■ 取り組む課題 ■
- a) 本文によると、患者の直腸にナスを入れたのは誰ですか。
- b) 本文から、「それでは論文詳細です。」で始まり「翌日、ナスが抜けないため病院を受診。」で終わる部分を、一字も変えずに書き抜きなさい。

■ 本文 ■
§ §

2018年11月14日水曜日

【論文紹介】直腸につっこまれたナスを内視鏡で除去した論文

 症例報告の論文が出ていましたので紹介します。

 直腸異物は、肛門から異物を入れることでそれが内部に残留し、症例報告になるような場合には、取り出せなくなって医療機関を受診することが多い病態です。

 性的嗜好で入れてしまう人も多いですが、悪ふざけや、他の医療行為で起こる場合などもあります。

 直腸異物は時に危険で、粘膜を損傷して腸炎を起こしたり、腸を貫通して腹膜炎に至ることもあり、最悪死亡することもありますし、人口肛門を造設する必要がある場合もあります。

 直腸異物を取り出す方法は様々ですが、今回のこの論文は、直腸内に挿入されたナスを、内視鏡を用い、ポリペクトミースネアという針金のループのようなものでナスのヘタに引っかけて抜き取ることに成功したことを紹介しています。

 それでは論文詳細です。 


● Rectal Foreign Body of Eggplant Treated Successfully by Endoscopic Transanal Removal.
 Case Rep Gastroenterol. 2018 Apr 26;12(1):189-193. doi: 10.1159/000488974.
  eCollection 2018 Jan-Apr. PMID: 28060572
 Sei H, Tomita T, Nakai K, Nakamura K, Tamura A, Ohda Y,
 Oshima T, Fukui H, Watari J, Miwa H.

【症例】60代男性
【現病歴】彼が酔っ払っていた際に、彼の友人が直腸にナスを入れた。
     翌日、ナスが抜けないため病院を受診。
【既往歴】2型糖尿病、脂質異常症、高血圧症
【CT画像】20cm大の塊が上部S上結腸から上部直腸までに見られた。
     穿孔や腹水の所見は明らかではなかった。
【内視鏡】ナスのヘタ(calyx; ) が肛門側に位置していた。

§ §

■ 提供資料 ■
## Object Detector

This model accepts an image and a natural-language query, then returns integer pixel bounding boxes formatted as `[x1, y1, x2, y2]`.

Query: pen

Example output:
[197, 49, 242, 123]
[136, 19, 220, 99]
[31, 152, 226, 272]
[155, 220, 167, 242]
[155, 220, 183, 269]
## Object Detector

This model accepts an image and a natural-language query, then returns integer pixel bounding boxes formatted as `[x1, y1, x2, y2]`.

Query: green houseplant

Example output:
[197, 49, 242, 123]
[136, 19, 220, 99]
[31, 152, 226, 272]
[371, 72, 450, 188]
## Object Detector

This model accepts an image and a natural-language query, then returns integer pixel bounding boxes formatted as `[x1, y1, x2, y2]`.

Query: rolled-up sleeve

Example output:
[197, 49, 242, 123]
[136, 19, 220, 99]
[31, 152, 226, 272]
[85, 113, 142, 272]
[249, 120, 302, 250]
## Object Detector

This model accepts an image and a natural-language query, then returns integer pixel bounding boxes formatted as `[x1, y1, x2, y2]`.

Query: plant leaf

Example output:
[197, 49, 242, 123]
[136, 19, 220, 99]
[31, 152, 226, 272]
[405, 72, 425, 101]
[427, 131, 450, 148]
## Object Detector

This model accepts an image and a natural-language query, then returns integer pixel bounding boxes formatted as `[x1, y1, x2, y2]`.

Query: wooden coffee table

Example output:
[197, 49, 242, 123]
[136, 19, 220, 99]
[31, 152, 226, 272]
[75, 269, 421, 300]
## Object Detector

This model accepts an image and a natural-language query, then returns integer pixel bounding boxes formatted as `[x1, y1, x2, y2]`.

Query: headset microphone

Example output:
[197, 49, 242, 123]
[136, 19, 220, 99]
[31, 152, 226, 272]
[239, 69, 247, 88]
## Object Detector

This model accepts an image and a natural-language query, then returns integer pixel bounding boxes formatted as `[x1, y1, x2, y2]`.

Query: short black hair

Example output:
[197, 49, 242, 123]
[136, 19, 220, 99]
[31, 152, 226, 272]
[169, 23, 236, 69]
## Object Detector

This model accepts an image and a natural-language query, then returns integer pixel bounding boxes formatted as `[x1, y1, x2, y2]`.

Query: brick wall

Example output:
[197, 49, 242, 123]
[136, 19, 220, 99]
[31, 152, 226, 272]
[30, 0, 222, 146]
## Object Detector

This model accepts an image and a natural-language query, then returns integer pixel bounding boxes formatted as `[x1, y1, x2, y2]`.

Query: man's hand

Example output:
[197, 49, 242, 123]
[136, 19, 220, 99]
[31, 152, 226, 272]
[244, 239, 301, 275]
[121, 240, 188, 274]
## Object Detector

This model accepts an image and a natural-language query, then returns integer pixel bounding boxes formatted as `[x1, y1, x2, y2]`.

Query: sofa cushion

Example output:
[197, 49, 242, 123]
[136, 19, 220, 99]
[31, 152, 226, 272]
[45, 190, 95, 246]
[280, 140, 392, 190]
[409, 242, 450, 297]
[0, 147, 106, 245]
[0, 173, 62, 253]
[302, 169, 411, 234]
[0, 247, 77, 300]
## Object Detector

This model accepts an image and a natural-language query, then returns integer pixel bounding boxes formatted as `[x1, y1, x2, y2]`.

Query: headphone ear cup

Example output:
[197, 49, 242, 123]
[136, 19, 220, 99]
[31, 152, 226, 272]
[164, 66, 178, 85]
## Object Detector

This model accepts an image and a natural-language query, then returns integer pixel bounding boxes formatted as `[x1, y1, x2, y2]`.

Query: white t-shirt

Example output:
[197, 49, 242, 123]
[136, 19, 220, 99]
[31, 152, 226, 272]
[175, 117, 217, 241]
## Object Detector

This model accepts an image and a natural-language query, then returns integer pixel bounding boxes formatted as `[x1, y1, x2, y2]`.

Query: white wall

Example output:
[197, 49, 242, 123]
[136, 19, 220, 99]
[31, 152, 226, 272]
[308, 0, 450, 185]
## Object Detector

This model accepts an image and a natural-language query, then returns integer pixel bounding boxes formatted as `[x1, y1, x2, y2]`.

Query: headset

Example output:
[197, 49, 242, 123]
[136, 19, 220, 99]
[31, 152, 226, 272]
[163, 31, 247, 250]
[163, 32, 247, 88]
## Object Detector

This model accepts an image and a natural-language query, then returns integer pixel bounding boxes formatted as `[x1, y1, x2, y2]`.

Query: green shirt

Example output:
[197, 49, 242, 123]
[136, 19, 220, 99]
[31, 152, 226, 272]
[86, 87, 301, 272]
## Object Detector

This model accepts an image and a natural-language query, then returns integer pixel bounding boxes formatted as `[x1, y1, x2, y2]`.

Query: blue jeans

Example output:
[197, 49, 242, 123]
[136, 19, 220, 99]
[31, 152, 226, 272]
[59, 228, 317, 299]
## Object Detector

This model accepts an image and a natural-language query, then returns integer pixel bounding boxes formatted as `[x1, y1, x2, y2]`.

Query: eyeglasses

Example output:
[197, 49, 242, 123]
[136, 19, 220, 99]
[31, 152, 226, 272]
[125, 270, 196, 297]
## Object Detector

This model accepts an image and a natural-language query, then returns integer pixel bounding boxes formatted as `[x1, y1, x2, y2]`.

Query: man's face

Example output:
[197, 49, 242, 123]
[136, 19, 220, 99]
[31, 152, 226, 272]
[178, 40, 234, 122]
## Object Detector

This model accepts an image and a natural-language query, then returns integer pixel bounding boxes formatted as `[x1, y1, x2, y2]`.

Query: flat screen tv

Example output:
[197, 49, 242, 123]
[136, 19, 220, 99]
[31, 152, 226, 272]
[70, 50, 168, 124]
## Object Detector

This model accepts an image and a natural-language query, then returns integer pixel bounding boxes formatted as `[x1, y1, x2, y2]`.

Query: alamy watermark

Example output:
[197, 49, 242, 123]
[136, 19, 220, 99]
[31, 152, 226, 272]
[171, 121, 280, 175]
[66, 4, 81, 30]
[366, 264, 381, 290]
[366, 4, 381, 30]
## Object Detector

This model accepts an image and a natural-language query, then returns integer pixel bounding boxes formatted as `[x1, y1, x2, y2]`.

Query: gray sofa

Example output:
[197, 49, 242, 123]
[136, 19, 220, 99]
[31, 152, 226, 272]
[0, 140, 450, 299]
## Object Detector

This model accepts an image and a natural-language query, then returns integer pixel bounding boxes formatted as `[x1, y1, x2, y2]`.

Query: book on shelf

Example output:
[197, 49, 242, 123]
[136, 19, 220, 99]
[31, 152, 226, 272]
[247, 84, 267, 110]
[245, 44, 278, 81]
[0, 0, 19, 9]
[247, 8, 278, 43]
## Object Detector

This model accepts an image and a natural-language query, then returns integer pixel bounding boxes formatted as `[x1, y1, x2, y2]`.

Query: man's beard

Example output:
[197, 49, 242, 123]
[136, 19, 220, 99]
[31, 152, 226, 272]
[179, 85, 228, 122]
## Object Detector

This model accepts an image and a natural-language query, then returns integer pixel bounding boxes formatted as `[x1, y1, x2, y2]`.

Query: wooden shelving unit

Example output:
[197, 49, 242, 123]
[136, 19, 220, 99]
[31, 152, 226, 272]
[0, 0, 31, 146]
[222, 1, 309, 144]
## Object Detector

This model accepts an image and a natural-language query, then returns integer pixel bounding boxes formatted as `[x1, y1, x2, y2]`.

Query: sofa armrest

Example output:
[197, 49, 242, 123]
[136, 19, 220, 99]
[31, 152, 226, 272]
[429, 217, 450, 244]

§ §

■ 解答例 ■
- a) 患者の友人です。

- b)
それでは論文詳細です。 


● Rectal Foreign Body of Eggplant Treated Successfully by Endoscopic Transanal Removal.
 Case Rep Gastroenterol. 2018 Apr 26;12(1):189-193. doi: 10.1159/000488974.
  eCollection 2018 Jan-Apr. PMID: 28060572
 Sei H, Tomita T, Nakai K, Nakamura K, Tamura A, Ohda Y,
 Oshima T, Fukui H, Watari J, Miwa H.

【症例】60代男性
【現病歴】彼が酔っ払っていた際に、彼の友人が直腸にナスを入れた。
     翌日、ナスが抜けないため病院を受診。